=== DATA PROVIDED ===

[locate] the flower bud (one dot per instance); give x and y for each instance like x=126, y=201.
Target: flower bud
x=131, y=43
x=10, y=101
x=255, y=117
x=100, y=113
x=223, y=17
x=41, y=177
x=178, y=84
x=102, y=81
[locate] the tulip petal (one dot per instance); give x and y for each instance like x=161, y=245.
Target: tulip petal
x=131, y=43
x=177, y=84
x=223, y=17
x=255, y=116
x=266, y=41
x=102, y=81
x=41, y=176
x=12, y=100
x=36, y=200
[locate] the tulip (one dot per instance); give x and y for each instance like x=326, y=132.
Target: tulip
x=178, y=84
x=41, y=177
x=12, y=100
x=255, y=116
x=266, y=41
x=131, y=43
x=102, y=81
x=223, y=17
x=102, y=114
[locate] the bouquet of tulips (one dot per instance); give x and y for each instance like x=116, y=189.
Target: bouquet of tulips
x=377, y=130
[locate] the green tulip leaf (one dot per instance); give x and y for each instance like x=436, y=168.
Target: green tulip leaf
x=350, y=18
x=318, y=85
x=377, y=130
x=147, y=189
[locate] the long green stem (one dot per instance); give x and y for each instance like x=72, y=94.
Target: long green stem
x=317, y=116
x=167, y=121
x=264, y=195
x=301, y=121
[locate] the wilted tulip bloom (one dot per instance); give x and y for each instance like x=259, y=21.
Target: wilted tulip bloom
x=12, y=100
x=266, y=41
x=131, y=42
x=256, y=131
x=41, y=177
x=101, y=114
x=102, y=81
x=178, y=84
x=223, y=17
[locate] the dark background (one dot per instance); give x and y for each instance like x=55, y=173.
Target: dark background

=== THE PROBLEM ===
Write out all of the data above again, swapping each "Target" for "Label" and changing nothing else.

=== FINAL RESULT ===
[locate] the flower bud (one dot per instance); give x and y for each instance like x=126, y=201.
Label: flower bud
x=131, y=43
x=10, y=101
x=255, y=117
x=100, y=113
x=223, y=17
x=41, y=177
x=178, y=84
x=102, y=81
[locate] the tulip petal (one dot per instance); give x and y for each instance like x=161, y=245.
Label: tulip petal
x=131, y=43
x=177, y=84
x=223, y=17
x=255, y=116
x=266, y=41
x=102, y=81
x=41, y=176
x=12, y=100
x=36, y=200
[locate] the tulip (one dot per instance); give x and y for each instance like x=326, y=132.
Label: tulip
x=178, y=84
x=41, y=177
x=12, y=100
x=255, y=116
x=266, y=41
x=131, y=43
x=102, y=81
x=223, y=17
x=102, y=114
[locate] the bouquet of tulips (one dot per instance); give x and y for each instance like x=116, y=189.
Label: bouquet of tulips
x=377, y=130
[locate] the green tulip leaf (one dot per instance); give x and y for each instance like x=436, y=168.
Label: green tulip leaf
x=350, y=18
x=318, y=85
x=377, y=130
x=147, y=189
[locate] the long green stem (one dot per instance); give x and y for each instance like x=72, y=94.
Label: long green stem
x=317, y=116
x=167, y=121
x=264, y=195
x=301, y=121
[locate] the wilted tulip bloom (one dot per instance); give x and y for each instance like x=259, y=21.
Label: wilted tulip bloom
x=12, y=100
x=266, y=41
x=131, y=42
x=256, y=131
x=41, y=177
x=101, y=114
x=102, y=81
x=178, y=84
x=223, y=17
[locate] the dark background (one dot per instance); give x and y for each instance like x=55, y=173.
Label: dark background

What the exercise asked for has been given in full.